*** Material provided Section Begins ***

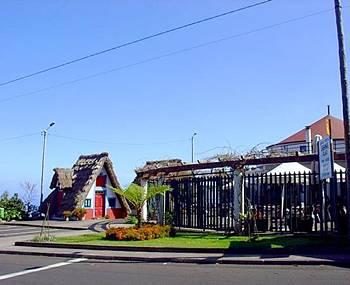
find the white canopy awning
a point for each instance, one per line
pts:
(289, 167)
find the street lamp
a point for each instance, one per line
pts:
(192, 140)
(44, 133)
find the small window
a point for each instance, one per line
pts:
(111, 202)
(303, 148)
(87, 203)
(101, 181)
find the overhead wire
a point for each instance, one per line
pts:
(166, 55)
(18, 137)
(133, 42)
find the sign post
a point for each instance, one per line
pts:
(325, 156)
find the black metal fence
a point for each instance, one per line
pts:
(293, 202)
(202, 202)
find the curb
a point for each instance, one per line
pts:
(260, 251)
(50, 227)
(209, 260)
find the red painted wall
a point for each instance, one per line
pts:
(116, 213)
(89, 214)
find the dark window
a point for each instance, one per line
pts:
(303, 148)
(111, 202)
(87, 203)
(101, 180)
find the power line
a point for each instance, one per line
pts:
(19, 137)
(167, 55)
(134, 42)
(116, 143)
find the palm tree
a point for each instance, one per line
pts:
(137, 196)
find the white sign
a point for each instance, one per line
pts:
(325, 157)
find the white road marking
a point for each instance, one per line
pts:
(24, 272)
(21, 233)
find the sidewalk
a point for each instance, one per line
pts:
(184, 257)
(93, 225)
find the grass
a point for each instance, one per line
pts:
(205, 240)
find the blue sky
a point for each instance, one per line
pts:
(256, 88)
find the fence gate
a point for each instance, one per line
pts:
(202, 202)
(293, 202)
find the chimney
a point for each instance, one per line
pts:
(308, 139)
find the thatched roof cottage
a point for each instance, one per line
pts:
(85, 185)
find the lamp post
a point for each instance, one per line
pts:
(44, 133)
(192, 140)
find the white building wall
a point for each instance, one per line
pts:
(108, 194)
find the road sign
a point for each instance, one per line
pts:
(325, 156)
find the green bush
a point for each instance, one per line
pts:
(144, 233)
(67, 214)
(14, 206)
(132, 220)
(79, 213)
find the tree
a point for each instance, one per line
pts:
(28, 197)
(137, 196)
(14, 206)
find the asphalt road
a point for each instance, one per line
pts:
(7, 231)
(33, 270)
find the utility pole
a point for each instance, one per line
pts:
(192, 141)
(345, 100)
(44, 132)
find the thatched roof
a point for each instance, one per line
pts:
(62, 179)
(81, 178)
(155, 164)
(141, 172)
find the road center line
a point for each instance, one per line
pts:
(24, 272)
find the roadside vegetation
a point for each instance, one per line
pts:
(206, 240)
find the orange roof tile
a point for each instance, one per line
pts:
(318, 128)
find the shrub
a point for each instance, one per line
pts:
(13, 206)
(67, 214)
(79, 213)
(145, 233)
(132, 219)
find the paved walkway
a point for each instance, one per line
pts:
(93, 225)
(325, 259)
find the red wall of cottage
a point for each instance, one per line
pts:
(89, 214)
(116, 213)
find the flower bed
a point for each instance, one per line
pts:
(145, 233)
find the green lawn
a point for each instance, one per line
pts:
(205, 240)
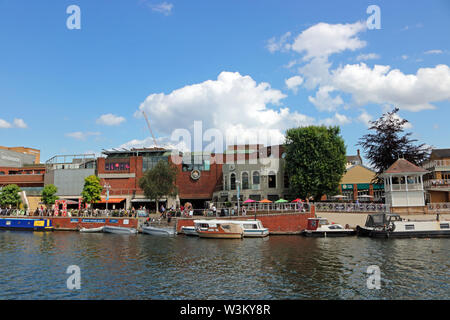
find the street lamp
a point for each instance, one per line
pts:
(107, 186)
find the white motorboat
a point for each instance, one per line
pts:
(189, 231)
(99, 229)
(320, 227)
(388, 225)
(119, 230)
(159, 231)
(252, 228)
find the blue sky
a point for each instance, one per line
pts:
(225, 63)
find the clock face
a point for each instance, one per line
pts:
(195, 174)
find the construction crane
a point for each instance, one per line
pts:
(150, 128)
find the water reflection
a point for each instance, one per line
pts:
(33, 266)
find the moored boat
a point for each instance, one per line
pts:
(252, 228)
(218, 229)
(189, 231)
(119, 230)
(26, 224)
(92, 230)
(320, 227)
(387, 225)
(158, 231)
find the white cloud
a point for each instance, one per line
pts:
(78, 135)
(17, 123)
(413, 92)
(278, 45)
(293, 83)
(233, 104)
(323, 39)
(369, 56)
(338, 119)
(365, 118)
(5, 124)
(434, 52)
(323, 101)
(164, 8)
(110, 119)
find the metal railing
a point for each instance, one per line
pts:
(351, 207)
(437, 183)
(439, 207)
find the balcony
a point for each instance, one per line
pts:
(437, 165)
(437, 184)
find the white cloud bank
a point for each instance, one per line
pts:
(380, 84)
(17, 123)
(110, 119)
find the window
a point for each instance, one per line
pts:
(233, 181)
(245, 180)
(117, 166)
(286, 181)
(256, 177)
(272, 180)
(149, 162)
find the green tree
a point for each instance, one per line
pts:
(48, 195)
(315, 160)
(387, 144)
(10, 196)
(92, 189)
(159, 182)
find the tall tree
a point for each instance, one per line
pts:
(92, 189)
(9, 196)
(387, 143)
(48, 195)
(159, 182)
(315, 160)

*** Material provided Section Ends ***

About this exercise ->
Without including any pictures, print all of the material exactly as given.

Finished exercise ->
find the white canopy awning
a point for each instance, one per line
pts:
(289, 167)
find the street lamp
a point for each instance, one per line
pts:
(192, 140)
(44, 133)
find the small window
a point for each instance, one per line
pts:
(111, 202)
(303, 148)
(87, 203)
(101, 181)
find the overhead wire
a point for each instance, one per line
pts:
(166, 55)
(18, 137)
(133, 42)
find the sign post
a point for each instance, one per line
pts:
(325, 156)
find the black metal fence
a point for each instance, one per line
pts:
(293, 202)
(202, 202)
find the curb
a point for each instance, one per line
pts:
(260, 251)
(50, 227)
(209, 260)
find the red painted wall
a point for each instance, one per line
pts:
(116, 213)
(89, 214)
find the dark window
a point for each instance, one per line
pts:
(303, 148)
(111, 202)
(87, 203)
(101, 180)
find the power line
a point for each instance, one per line
pts:
(19, 137)
(167, 55)
(134, 42)
(116, 143)
find the palm tree
a point for each instance, one per line
pts:
(137, 196)
find the white sign
a point for each instance, one per line
pts:
(325, 157)
find the white road marking
a point for each instance, one per line
pts:
(24, 272)
(21, 233)
find the sidewalk
a point for each instance, one per line
pts:
(184, 257)
(93, 225)
find the grass
a point for each instance, one per line
pts:
(205, 240)
find the blue sky
a point for each instance, one per line
pts:
(256, 88)
find the fence gate
a point for each instance, one per line
pts:
(202, 202)
(293, 202)
find the chimney
a point for each instance, one per line
pts:
(308, 139)
find the thatched roof cottage
a point for each instance, one per line
pts:
(85, 185)
find the lamp post
a point for each instance, one per line
pts:
(44, 133)
(192, 140)
find the white building wall
a point for each instance, one per line
pts:
(108, 194)
find the road sign
a point for each instance, one per line
pts:
(325, 156)
find the green bush
a point for each instance, one per line
pts:
(144, 233)
(67, 214)
(14, 206)
(132, 220)
(79, 213)
find the tree
a point for each instance, one per line
pts:
(28, 197)
(137, 196)
(14, 206)
find the asphalt road
a point for each instance, one per line
pts:
(7, 231)
(33, 270)
find the utility pole
a point for each instance, one per line
pts:
(192, 141)
(345, 100)
(44, 132)
find the thatched roof
a point for each instance, one per line
pts:
(62, 179)
(81, 178)
(155, 164)
(141, 172)
find the road center line
a point for each instance, one per line
pts:
(24, 272)
find the roadside vegetation
a point for each instance, one per line
pts:
(206, 240)
find the orange roof tile
a point for each instance, one per line
pts:
(318, 128)
find the shrub
a point for each instance, one per line
pts:
(13, 206)
(67, 214)
(79, 213)
(145, 233)
(132, 219)
find the paved walkway
a point for each instance, one per line
pts:
(93, 225)
(325, 259)
find the red wall of cottage
a point for each instance, one per line
pts:
(89, 214)
(116, 213)
find the flower bed
a point for each instance, one per line
pts:
(145, 233)
find the green lawn
a point for each instance, one per line
pts:
(205, 240)
find the street lamp
a point for each instance, one per line
pts:
(107, 186)
find the white motorboat
a point for each instance, one per line
pts:
(189, 231)
(99, 229)
(320, 227)
(388, 225)
(119, 230)
(159, 231)
(252, 228)
find the blue sky
a point for each instance, one per line
pts:
(225, 63)
find the clock face
a point for each instance, one per line
pts:
(195, 174)
find the construction crane
a point for each instance, one per line
pts:
(150, 128)
find the water reflection
a point for each instance, one per line
pts:
(33, 266)
find the moored boat
a point for each instance, one per line
pts:
(252, 228)
(218, 229)
(189, 231)
(119, 230)
(26, 224)
(92, 230)
(320, 227)
(387, 225)
(158, 231)
find the white cloud
a point for each instance, one per line
pts:
(78, 135)
(17, 123)
(413, 92)
(278, 45)
(293, 83)
(233, 104)
(323, 39)
(369, 56)
(338, 119)
(365, 118)
(5, 124)
(434, 52)
(323, 101)
(164, 8)
(110, 119)
find the metal railing
a point for each instance, one per line
pts:
(351, 207)
(437, 183)
(439, 207)
find the balcony
a point for each instance, one per line
pts:
(437, 165)
(437, 184)
find the white cloud bank
a point for each instance, one per line
pts:
(380, 84)
(17, 123)
(110, 119)
find the window
a point for each instance, one per line
pts:
(233, 181)
(245, 180)
(117, 166)
(286, 181)
(256, 177)
(272, 180)
(149, 162)
find the green tree
a point for each instance, one per line
pts:
(48, 195)
(315, 160)
(387, 144)
(10, 196)
(92, 189)
(159, 182)
find the tall tree
a point for each instance, one per line
pts:
(92, 189)
(9, 196)
(387, 143)
(48, 195)
(159, 182)
(315, 160)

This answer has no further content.